TASK STATEMENT:
Every line in the data below that has the word "pole" should be returned.

(Saved data entries)
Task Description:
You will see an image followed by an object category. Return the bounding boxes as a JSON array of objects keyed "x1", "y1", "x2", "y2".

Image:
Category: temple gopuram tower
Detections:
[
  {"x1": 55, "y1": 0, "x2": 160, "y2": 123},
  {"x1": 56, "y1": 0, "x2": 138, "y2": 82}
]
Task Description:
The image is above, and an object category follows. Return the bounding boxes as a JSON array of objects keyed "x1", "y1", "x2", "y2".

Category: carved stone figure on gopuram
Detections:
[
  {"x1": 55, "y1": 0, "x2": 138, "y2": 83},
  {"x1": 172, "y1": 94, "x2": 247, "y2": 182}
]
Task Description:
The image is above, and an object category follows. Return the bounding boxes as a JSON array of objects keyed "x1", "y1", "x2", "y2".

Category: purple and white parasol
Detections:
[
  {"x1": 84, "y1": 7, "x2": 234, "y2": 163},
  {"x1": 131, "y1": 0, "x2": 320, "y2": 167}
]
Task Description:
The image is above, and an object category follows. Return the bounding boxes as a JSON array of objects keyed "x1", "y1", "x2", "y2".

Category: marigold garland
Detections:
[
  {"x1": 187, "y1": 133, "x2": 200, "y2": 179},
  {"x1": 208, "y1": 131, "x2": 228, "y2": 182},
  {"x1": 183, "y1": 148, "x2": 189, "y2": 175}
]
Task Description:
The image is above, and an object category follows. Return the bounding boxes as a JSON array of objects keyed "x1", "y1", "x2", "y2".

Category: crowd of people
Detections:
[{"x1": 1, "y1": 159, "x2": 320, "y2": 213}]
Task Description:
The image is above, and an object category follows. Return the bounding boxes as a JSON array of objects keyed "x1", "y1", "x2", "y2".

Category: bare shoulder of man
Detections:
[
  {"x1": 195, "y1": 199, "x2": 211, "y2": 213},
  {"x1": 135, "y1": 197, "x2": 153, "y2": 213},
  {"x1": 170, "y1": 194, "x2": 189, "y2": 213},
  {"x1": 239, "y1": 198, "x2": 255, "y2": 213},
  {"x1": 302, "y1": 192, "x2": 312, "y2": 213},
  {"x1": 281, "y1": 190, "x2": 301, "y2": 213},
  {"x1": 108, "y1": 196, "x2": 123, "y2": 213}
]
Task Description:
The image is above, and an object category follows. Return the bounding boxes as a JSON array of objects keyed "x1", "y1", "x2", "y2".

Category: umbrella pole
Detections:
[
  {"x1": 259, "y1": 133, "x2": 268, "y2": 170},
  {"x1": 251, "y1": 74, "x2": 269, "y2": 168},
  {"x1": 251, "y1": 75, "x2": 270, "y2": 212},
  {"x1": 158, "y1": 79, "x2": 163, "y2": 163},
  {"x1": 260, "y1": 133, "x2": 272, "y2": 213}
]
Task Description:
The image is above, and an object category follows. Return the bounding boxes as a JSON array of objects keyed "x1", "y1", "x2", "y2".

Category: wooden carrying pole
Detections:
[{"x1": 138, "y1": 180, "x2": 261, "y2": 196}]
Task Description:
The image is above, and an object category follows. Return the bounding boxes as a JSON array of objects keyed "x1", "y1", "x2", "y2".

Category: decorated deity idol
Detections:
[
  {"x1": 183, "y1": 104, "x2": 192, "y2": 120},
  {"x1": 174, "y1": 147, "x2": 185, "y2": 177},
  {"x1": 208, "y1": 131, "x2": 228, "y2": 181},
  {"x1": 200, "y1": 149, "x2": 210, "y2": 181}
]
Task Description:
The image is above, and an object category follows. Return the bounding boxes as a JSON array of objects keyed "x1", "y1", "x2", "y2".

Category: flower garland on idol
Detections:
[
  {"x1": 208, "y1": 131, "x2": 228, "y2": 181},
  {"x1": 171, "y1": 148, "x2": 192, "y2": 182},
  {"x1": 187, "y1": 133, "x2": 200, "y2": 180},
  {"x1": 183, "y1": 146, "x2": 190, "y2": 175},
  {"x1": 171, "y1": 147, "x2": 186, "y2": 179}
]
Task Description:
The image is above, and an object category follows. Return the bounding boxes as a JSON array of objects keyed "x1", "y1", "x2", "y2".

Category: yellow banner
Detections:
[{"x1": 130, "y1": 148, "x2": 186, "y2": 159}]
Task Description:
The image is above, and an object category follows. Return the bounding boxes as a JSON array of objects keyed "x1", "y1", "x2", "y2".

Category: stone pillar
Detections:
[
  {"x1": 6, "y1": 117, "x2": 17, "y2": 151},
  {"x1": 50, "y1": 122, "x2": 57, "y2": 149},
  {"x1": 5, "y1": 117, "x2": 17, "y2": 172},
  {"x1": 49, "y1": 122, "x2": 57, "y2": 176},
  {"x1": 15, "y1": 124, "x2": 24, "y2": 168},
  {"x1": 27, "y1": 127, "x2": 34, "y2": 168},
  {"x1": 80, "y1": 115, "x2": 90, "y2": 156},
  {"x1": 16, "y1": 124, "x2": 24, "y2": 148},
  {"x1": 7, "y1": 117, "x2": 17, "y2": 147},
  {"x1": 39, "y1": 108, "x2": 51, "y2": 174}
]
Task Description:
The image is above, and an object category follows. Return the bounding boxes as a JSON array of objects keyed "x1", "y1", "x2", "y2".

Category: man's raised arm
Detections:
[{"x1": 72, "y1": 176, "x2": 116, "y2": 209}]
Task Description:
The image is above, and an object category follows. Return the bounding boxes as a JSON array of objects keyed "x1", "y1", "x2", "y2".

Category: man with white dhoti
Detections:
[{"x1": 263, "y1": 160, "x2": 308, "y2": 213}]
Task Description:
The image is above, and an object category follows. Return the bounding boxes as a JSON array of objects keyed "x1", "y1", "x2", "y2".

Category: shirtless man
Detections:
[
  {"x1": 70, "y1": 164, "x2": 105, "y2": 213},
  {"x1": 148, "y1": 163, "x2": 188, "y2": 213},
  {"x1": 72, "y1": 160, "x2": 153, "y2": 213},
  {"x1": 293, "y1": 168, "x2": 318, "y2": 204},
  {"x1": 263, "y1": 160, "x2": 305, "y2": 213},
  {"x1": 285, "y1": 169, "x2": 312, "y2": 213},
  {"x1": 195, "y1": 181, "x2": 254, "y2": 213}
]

ANSWER FOR THIS EXERCISE:
Category: umbrella pole
Category: wooden carrying pole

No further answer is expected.